§ **Passage provided**
..............................
Explanation¶

Why a C core¶

Escaping and unescaping sit on hot paths: HTML output escaping runs on every rendered fragment, and unescaping runs on every chunk of text an HTML parser emits. turbohtml implements both in C so they run several times faster than an equivalent pure-Python implementation, with no change in behavior.

Measured with pyperf on CPython 3.14 (a release build, Apple M-series) against html.escape() and html.unescape(). The multi-MiB inputs stream well past the CPU caches; the book and spec cases are real documents (Project Gutenberg’s War and Peace, the WHATWG HTML spec source) referenced as git submodules. Reproduce with tox -e bench:

operation	input	turbohtml	stdlib	speedup
`escape`	tiny plain (64 B)	0.04 µs	0.11 µs	2.9x
`escape`	medium markup (4 KiB)	2.38 µs	8.09 µs	3.4x
`escape`	no-op prose (4 MiB)	0.12 ms	2.66 ms	22.2x
`escape`	book text (3 MiB)	0.72 ms	2.80 ms	3.9x
`escape`	book HTML (4 MiB)	1.35 ms	4.88 ms	3.6x
`escape`	spec HTML, dense (4 MiB)	5.27 ms	13.3 ms	2.5x
`escape`	UCS-2 plain (4 MiB)	0.74 ms	2.60 ms	3.5x
`escape`	UCS-2 markup (4 MiB)	3.44 ms	11.5 ms	3.3x
`escape`	UCS-4 plain (4 MiB)	0.97 ms	5.58 ms	5.8x
`escape`	UCS-4 markup (4 MiB)	4.08 ms	20.3 ms	5.0x
`unescape`	tiny plain (64 B)	0.02 µs	0.03 µs	1.3x
`unescape`	medium dense refs (4 KiB)	8.57 µs	72.5 µs	8.5x
`unescape`	numeric refs (4 KiB)	5.24 µs	81.1 µs	15.5x
`unescape`	book HTML, real refs (4 MiB)	2.80 ms	8.96 ms	3.2x
`unescape`	escaped book HTML (5 MiB)	2.10 ms	21.2 ms	10.1x
`unescape`	dense refs (4 MiB)	10.4 ms	78.5 ms	7.6x
`unescape`	UCS-2 refs (4 MiB)	2.78 ms	19.4 ms	7.0x

escape gains the most on text that needs little escaping (the SIMD scan classifies sixteen bytes at a time and copies clean stretches wholesale); unescape gains the most on entity-heavy input, where the standard library pays a Python call per match. The gap is narrowest on tiny strings, where call overhead dominates, and on special-dense markup, where both sides spend their time writing replacements. Numbers vary with input and hardware; reproduce them with tox -e bench.
..............................
§ **Requirements**
1. In the turbohtml explanation, list every input on which the `unescape` operation was benchmarked, with its size.
2. Retype the turbohtml explanation from "Escaping and unescaping" to "change in behavior.".
The data that follows has no connection to the turbohtml explanation.
..............................
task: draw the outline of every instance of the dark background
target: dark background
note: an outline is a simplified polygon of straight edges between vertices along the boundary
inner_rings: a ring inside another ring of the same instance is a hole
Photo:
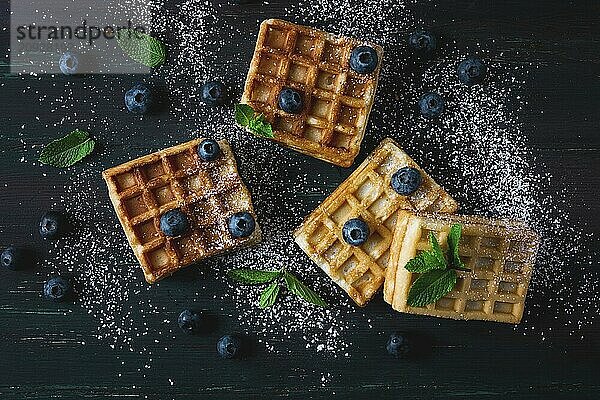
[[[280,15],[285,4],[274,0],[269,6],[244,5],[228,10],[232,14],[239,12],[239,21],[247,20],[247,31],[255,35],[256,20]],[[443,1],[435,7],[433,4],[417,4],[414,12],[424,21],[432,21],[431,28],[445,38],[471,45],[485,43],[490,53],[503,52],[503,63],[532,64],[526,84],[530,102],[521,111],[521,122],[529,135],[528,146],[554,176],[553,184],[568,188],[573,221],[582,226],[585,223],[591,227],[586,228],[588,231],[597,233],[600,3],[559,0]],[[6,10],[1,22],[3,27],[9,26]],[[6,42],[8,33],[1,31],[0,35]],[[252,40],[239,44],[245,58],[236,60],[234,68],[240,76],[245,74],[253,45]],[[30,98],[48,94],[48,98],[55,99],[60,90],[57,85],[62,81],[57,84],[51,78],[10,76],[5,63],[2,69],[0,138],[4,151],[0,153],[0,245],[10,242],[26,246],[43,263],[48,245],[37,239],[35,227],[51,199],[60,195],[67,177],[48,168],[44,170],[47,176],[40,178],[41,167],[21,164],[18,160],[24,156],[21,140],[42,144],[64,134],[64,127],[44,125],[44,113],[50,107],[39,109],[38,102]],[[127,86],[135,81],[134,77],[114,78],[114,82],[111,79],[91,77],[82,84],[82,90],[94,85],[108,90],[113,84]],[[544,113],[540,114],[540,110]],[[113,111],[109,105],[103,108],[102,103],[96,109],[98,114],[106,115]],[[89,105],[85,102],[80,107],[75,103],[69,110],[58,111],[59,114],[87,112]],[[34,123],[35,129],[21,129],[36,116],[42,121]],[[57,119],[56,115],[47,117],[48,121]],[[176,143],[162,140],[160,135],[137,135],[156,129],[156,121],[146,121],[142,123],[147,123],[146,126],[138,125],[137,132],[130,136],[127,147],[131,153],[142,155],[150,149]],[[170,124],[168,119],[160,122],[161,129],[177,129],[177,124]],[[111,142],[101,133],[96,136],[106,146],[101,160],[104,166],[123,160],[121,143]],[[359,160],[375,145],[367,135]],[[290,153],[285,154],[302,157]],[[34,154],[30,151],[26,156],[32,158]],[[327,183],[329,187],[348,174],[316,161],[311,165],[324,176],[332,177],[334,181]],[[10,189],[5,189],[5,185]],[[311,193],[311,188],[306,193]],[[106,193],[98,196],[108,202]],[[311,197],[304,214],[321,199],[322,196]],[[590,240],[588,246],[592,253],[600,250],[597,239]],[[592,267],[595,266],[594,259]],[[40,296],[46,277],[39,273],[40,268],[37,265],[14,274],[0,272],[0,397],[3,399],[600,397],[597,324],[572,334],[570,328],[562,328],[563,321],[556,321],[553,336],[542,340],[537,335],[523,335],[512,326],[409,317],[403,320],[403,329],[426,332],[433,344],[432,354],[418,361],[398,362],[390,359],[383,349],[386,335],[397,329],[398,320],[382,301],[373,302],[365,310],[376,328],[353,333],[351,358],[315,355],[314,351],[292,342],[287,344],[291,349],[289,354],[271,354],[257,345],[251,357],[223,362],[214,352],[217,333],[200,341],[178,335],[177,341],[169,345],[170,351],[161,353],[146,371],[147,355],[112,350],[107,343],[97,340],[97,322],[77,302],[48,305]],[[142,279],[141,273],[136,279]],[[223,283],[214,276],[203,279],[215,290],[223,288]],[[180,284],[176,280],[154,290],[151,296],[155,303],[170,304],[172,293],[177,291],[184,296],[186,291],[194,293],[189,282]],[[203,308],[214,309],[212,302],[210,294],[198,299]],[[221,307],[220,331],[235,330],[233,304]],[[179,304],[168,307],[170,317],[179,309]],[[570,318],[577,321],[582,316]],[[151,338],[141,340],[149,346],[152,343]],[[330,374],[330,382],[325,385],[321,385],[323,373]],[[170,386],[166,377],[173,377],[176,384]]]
..............................
§ **Problem solutions**
1.
- tiny plain (64 B)
- medium dense refs (4 KiB)
- numeric refs (4 KiB)
- book HTML, real refs (4 MiB)
- escaped book HTML (5 MiB)
- dense refs (4 MiB)
- UCS-2 refs (4 MiB)

2.
Escaping and unescaping sit on hot paths: HTML output escaping runs on every rendered fragment, and unescaping runs on every chunk of text an HTML parser emits. turbohtml implements both in C so they run several times faster than an equivalent pure-Python implementation, with no change in behavior.